List every city named in the worship readings below.

Quoted passage —
-.-.-

Family of God, lift up your spirits with thanksgiving to God whose nature is always to have mercy. All who have come clean and sought forgiveness, shall never need to revisit old shame again. The untarnished future is God’s and it is now offered to you with open hands. You are forgiven, all things have become new! Through Christ Jesus our Saviour!

O give thanks to God who is so good,

whose love goes on forever!

           

 

PRAYER FOR CHILDREN

 

            Save Us From Ourselves

 

Loving God,

please don’t let us get away

with spoiling our own lives.

 

Whenever we become a gup*,

and think more about toys and clothes and things

than about being loved by Jesus and loving you,

please be hard on us,

and save us from ourselves.

 

Clear our muddled brains,

put our own Spirit in our hearts,

that we may again start acting less like a gup*

and more like your true children.

In Jesus’ name we pray.

Amen!

                                                                        * gup= An aboriginal word for fool.

 

PSALM 107: 1-9 & 43

 

Come and celebrate the goodness of God,

            whose unlimited love stands forever.

Let God’s liberated people sing and cheer,

            all who are freed from deep trouble;

those who have found new birth

            from Hobart to Cairns, Sydney to Perth.

 

Some wandered in a spiritual desert,

            unable to find where they belong;

so exhausted from hunger and thirst

            they had lost the will to live.

At their wits end they cried out to God,

            and were liberated from their misery,

and taken along a newly opened road

            to reach their true spirit home.

 

Let them celebrate this unqualified love

            and God’s wonderful work amongst us!

Our spiritual thirst is fully quenched,

            the hungry are filled with the best food.

Let all people take time to reflect

            on the unlimited affection of God.

Whoever wants to be really smart,

            must begin by taking God’s love to heart.

 

                                                                                                ©  B.D. Prewer 2000

 

YOU FOOL

 

He always talked big,

and liked dropping a name

when chatting with neighbours;

but his true claim to fame

was in building big barns.

 

His wife was a great mum,

his kids did well at school,

but he took these for granted

while he worked like a mule

on building bigger barns.

 

He schemed into the night

to make his farm more grand.

He took a heart attack and died

with the plans in his hand

for even bigger barns.

 

On a wintry afternoon,

the hearse drove slowly past

the biggest barns around;

then went on to the cemetery

where they put him in the ground.

-.-.-

Dataset —

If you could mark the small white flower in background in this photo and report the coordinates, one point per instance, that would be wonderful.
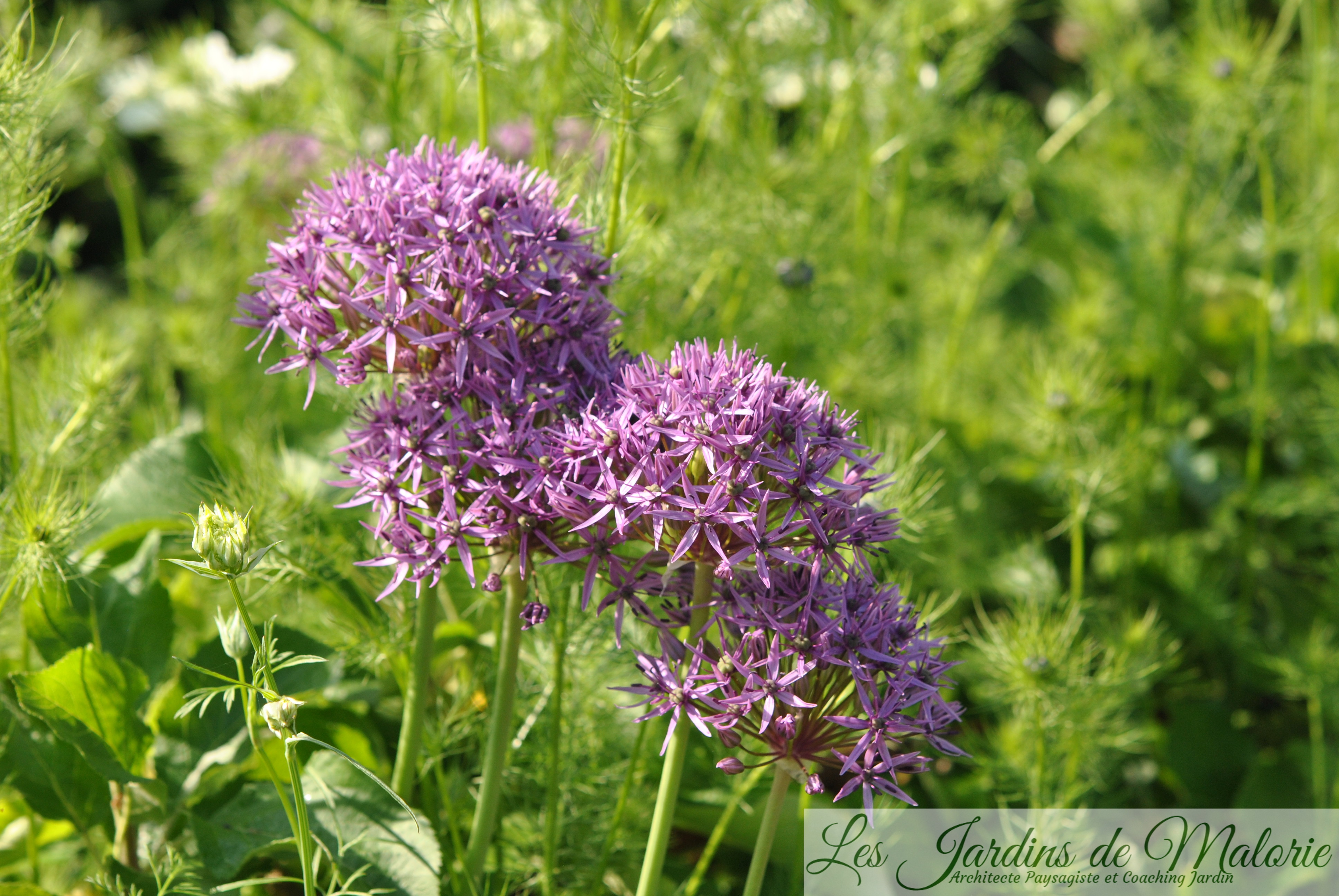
(212, 59)
(927, 75)
(232, 633)
(223, 539)
(142, 96)
(788, 22)
(840, 75)
(1061, 108)
(783, 87)
(280, 715)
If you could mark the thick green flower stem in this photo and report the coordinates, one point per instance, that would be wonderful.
(658, 842)
(481, 75)
(500, 726)
(250, 713)
(306, 848)
(416, 698)
(620, 807)
(718, 833)
(766, 832)
(11, 414)
(551, 803)
(251, 634)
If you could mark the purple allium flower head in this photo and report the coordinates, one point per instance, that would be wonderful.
(848, 660)
(533, 614)
(714, 457)
(440, 264)
(666, 694)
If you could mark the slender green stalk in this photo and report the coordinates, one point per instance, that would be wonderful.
(500, 728)
(1317, 725)
(658, 842)
(627, 77)
(251, 633)
(611, 839)
(34, 860)
(481, 75)
(766, 832)
(718, 833)
(1080, 517)
(121, 183)
(1259, 381)
(551, 803)
(304, 825)
(416, 698)
(394, 70)
(250, 713)
(662, 820)
(11, 414)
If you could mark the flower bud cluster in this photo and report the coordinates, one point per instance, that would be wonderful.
(715, 457)
(440, 266)
(223, 539)
(233, 635)
(282, 715)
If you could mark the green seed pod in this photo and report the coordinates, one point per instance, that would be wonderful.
(223, 539)
(232, 633)
(280, 715)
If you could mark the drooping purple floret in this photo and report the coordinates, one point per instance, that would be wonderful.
(445, 264)
(831, 672)
(533, 614)
(717, 457)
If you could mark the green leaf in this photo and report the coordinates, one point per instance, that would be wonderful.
(135, 614)
(52, 775)
(362, 768)
(150, 491)
(197, 567)
(89, 700)
(449, 635)
(59, 617)
(22, 890)
(350, 811)
(255, 882)
(247, 824)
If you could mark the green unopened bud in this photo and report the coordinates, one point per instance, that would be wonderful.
(223, 539)
(698, 467)
(232, 633)
(280, 715)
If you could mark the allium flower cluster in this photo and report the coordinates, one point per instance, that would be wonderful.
(460, 277)
(440, 264)
(827, 675)
(715, 457)
(441, 479)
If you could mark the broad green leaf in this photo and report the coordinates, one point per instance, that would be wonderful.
(152, 491)
(89, 700)
(251, 821)
(52, 775)
(135, 613)
(350, 811)
(59, 617)
(22, 890)
(449, 635)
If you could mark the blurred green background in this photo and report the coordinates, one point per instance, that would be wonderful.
(1074, 264)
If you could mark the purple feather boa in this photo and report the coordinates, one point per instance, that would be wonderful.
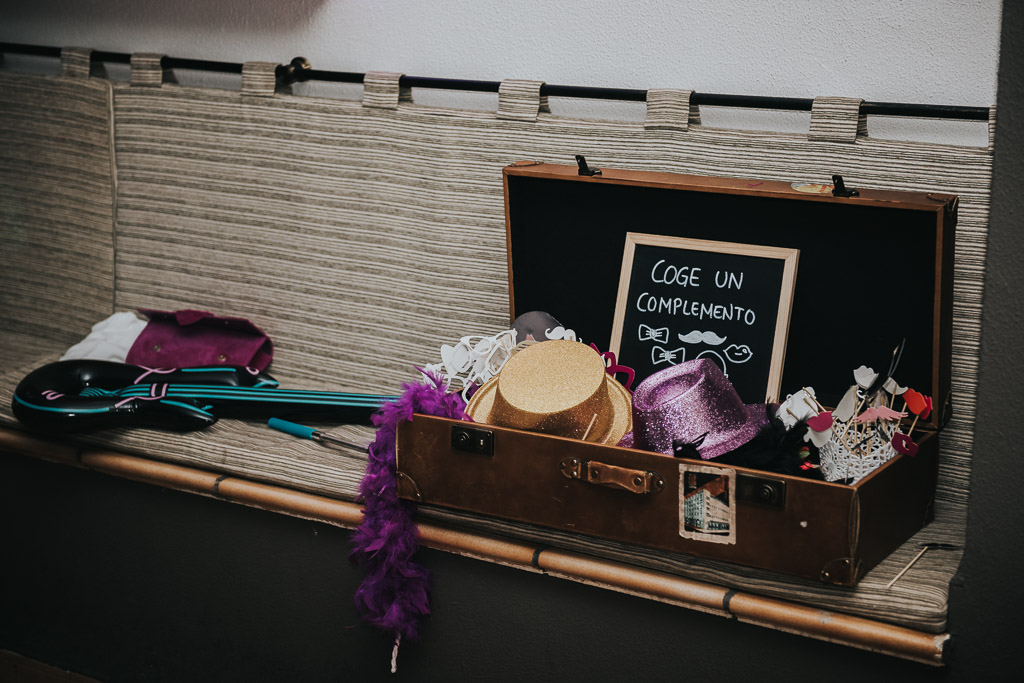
(393, 594)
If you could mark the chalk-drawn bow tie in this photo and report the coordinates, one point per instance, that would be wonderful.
(648, 333)
(659, 354)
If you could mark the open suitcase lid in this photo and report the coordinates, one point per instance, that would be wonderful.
(872, 269)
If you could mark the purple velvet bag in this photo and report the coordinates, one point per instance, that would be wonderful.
(197, 338)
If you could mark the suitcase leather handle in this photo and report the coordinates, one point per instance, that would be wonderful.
(602, 474)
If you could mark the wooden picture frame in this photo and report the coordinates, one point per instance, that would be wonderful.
(787, 256)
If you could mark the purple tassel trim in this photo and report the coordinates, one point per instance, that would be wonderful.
(393, 594)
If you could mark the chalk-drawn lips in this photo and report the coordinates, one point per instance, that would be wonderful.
(904, 444)
(738, 352)
(820, 422)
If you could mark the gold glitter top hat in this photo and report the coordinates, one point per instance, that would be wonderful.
(556, 387)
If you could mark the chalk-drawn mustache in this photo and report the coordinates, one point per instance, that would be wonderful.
(696, 337)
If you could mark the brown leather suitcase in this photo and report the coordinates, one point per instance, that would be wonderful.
(873, 267)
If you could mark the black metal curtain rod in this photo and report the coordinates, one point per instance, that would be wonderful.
(299, 71)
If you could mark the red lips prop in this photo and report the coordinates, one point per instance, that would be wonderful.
(904, 444)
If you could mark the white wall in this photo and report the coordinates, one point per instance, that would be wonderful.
(940, 51)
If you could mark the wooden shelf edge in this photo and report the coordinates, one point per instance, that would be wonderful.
(773, 613)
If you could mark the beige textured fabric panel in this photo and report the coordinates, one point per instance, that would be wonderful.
(520, 100)
(382, 90)
(837, 120)
(671, 110)
(361, 239)
(56, 206)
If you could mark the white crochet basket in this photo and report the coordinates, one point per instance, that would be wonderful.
(840, 463)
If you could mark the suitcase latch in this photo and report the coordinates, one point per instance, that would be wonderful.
(473, 439)
(602, 474)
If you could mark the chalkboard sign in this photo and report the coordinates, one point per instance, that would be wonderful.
(681, 299)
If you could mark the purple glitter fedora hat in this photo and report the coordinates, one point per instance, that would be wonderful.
(688, 401)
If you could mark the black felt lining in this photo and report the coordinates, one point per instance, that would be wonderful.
(865, 276)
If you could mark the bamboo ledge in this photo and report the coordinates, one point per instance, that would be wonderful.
(769, 612)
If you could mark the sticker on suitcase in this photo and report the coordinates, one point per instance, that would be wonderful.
(708, 503)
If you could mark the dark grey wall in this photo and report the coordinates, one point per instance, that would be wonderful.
(125, 582)
(987, 597)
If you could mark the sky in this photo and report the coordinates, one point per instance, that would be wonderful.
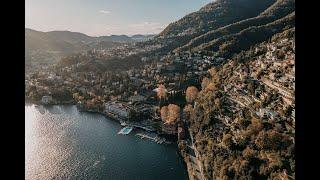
(106, 17)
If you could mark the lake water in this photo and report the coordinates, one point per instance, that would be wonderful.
(62, 143)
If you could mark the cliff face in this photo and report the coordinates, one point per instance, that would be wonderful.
(243, 123)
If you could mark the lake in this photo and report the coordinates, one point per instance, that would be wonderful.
(62, 143)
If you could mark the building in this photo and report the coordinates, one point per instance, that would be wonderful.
(46, 99)
(137, 98)
(118, 110)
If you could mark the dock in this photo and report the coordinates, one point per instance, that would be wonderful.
(156, 139)
(126, 130)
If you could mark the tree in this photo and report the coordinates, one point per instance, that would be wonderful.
(162, 92)
(164, 113)
(212, 71)
(170, 113)
(205, 82)
(186, 111)
(191, 94)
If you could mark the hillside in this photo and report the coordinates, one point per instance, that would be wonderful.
(212, 16)
(279, 9)
(243, 121)
(43, 48)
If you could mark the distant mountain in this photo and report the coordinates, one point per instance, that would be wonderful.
(140, 37)
(48, 47)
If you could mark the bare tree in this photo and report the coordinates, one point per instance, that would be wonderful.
(191, 94)
(205, 82)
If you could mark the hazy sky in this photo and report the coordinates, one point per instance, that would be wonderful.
(105, 17)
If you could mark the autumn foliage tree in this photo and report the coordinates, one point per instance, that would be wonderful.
(191, 94)
(170, 113)
(162, 92)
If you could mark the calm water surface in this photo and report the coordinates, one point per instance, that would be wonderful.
(62, 143)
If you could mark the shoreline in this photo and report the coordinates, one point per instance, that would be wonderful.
(168, 137)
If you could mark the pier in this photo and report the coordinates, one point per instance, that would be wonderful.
(126, 130)
(156, 139)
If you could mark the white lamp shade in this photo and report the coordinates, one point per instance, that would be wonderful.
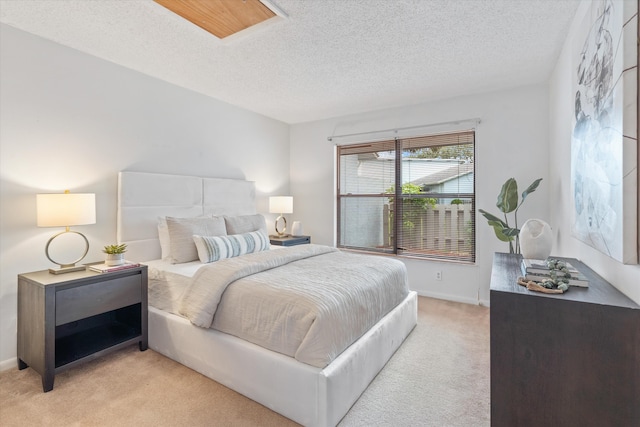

-.-.-

Exercise result —
Hobart, Cairns, Sydney, Perth